↓

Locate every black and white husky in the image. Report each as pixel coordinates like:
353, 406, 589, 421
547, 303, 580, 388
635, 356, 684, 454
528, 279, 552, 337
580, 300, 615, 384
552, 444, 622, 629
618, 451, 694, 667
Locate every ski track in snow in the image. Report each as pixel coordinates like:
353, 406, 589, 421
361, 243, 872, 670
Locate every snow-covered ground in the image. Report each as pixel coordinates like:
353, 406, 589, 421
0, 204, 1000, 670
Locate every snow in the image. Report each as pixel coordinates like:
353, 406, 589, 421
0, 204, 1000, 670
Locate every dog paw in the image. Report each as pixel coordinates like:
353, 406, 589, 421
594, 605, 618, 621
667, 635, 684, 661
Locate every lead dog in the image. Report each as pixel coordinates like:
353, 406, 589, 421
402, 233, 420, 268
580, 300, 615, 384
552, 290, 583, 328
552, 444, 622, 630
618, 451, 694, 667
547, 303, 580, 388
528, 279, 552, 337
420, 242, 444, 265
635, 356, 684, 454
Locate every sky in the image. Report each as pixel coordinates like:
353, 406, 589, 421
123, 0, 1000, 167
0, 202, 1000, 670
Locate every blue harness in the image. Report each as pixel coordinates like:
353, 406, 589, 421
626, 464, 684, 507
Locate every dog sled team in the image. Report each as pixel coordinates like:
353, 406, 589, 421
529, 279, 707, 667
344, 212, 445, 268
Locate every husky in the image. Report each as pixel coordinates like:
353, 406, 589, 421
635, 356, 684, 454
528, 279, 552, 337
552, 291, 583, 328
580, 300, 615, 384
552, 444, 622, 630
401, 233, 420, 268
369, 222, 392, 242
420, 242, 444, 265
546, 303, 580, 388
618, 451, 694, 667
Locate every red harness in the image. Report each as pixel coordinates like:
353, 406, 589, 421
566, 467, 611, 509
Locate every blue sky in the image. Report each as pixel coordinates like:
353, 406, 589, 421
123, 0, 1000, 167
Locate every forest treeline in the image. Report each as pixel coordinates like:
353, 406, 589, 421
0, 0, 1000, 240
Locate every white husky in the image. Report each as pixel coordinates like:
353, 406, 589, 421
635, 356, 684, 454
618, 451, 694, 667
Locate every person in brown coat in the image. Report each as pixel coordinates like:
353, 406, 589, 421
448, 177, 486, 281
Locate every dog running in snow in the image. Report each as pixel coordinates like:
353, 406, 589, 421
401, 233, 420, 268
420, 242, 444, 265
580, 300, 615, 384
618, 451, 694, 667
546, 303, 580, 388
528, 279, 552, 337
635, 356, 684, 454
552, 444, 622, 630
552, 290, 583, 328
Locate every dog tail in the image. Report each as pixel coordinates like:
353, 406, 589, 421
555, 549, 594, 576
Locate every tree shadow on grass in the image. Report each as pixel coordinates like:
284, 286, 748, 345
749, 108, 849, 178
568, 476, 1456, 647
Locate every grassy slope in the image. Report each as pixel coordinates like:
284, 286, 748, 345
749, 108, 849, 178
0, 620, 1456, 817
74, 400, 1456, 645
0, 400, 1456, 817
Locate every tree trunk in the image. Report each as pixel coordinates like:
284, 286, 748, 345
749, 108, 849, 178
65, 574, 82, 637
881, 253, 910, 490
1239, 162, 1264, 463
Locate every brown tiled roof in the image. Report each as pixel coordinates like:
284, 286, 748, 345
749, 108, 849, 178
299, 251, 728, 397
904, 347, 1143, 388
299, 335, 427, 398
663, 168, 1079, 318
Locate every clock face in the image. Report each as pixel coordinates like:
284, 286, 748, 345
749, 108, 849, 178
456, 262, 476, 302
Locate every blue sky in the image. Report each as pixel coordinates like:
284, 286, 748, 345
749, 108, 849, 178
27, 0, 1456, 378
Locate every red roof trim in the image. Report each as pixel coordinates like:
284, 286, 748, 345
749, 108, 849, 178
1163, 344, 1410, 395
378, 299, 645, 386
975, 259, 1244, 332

↑

Your task -
Rewrite every line of the records above as a numbered list, leaving out any blank lines.

Complete answer -
1. Locate every black and white husky in the image. Report each as pixel coordinates like:
2. 353, 406, 589, 421
3. 547, 303, 580, 388
4. 635, 356, 684, 454
5. 528, 279, 552, 337
6. 580, 300, 615, 384
7. 552, 444, 622, 629
8. 618, 451, 694, 667
9. Locate every ski track in snow in the image. Report each as pixel coordinates like:
10. 353, 406, 589, 421
11. 361, 243, 872, 670
12. Locate every snow-covered ground in the image. Report each as pixel coordinates like:
13. 353, 406, 589, 421
14. 0, 204, 1000, 670
15. Locate every snow in the image. Report each as pixel coordinates like:
16. 353, 406, 589, 421
17. 0, 204, 1000, 670
18. Locate every dog paw in the image. Report each as pixel coordinates like:
19. 353, 406, 589, 421
20. 594, 605, 618, 621
21. 667, 635, 684, 661
22. Locate every lead dog in the image. Report each as pixel coordinates like:
23. 353, 406, 589, 421
24. 402, 233, 420, 268
25. 580, 300, 615, 384
26. 552, 290, 583, 328
27. 552, 444, 622, 630
28. 618, 451, 694, 667
29. 547, 303, 580, 388
30. 528, 279, 552, 337
31. 420, 242, 444, 265
32. 635, 356, 684, 454
33. Locate every sky in the image. Report each as pixel coordinates like:
34. 353, 406, 589, 421
35. 123, 0, 1000, 167
36. 0, 202, 1000, 670
37. Locate every blue harness in the image. Report each as pixel coordinates like:
38. 353, 406, 589, 421
39. 626, 464, 684, 507
40. Locate every dog sled team in the image. Report each as pixel coordinates like:
41. 353, 406, 589, 421
42. 529, 279, 707, 667
43. 344, 212, 445, 268
44. Locate every husky in the image. Report each as pixel coordinates like:
45. 353, 406, 589, 421
46. 635, 356, 684, 454
47. 528, 279, 552, 337
48. 552, 291, 583, 328
49. 580, 300, 615, 384
50. 552, 444, 622, 630
51. 401, 233, 420, 268
52. 369, 222, 392, 242
53. 420, 242, 444, 265
54. 546, 303, 580, 388
55. 618, 451, 694, 667
56. Locate every red harness in the image. Report each as pixel coordinates like:
57. 353, 406, 589, 421
58. 566, 467, 611, 509
59. Locate every blue sky in the image. Report each as pixel coordinates like:
60. 353, 406, 589, 421
61. 123, 0, 1000, 167
62. Locate every forest treeline in the image. Report each as pixel coordinates like:
63. 353, 406, 589, 421
64. 0, 0, 1000, 240
65. Locate every white husky in the image. Report each as pixel coordinates like:
66. 353, 406, 589, 421
67. 635, 356, 684, 454
68. 618, 451, 694, 667
69. Locate every person in brown coat in the image. Report each as pixel coordinates like:
70. 353, 406, 589, 421
71. 448, 177, 486, 281
72. Locate every dog running in snow in the image. Report each as pixel coordinates like:
73. 353, 406, 589, 421
74. 401, 233, 420, 268
75. 420, 242, 444, 265
76. 580, 300, 615, 384
77. 618, 451, 694, 667
78. 546, 303, 580, 388
79. 528, 279, 552, 337
80. 635, 356, 684, 454
81. 552, 444, 622, 630
82. 552, 290, 583, 328
83. Locate every dog tail in the image. Report each as pixel coordinates like:
84. 353, 406, 589, 421
85. 555, 549, 594, 576
86. Locate every tree shadow on grass in the image. Report each as pixel coordinates like:
87. 284, 286, 748, 345
88. 749, 108, 849, 178
89. 568, 476, 1456, 647
90. Locate every grassy slope in the image. Report each as pixel coordinates like:
91. 284, 286, 748, 345
92. 749, 108, 849, 178
93. 0, 620, 1456, 817
94. 74, 400, 1456, 645
95. 0, 400, 1456, 817
96. Locate every tree trunk in the image. Report each as pixel coordinates like:
97. 284, 286, 748, 345
98. 749, 108, 849, 178
99. 65, 574, 82, 637
100. 881, 253, 910, 490
101. 1239, 162, 1264, 463
102. Locate every brown tiled roof in the image. Report each as pixel coordinates like:
103. 284, 286, 748, 345
104. 749, 108, 849, 178
105. 299, 251, 728, 397
106. 904, 347, 1143, 388
107. 299, 335, 427, 398
108. 663, 168, 1079, 318
109. Locate every clock face in the image. Report each as pixel coordinates like:
110. 284, 286, 748, 345
111. 749, 108, 849, 178
112. 456, 262, 476, 302
113. Locate every blue sky in the image. Report each as pixel coordinates like:
114. 284, 286, 748, 345
115. 749, 108, 849, 178
116. 27, 0, 1456, 378
117. Locate every red roof trim in the image. Report each as pixel coordinates like:
118. 284, 286, 748, 345
119. 749, 108, 849, 178
120. 1163, 344, 1410, 395
121. 378, 299, 645, 386
122. 975, 259, 1244, 332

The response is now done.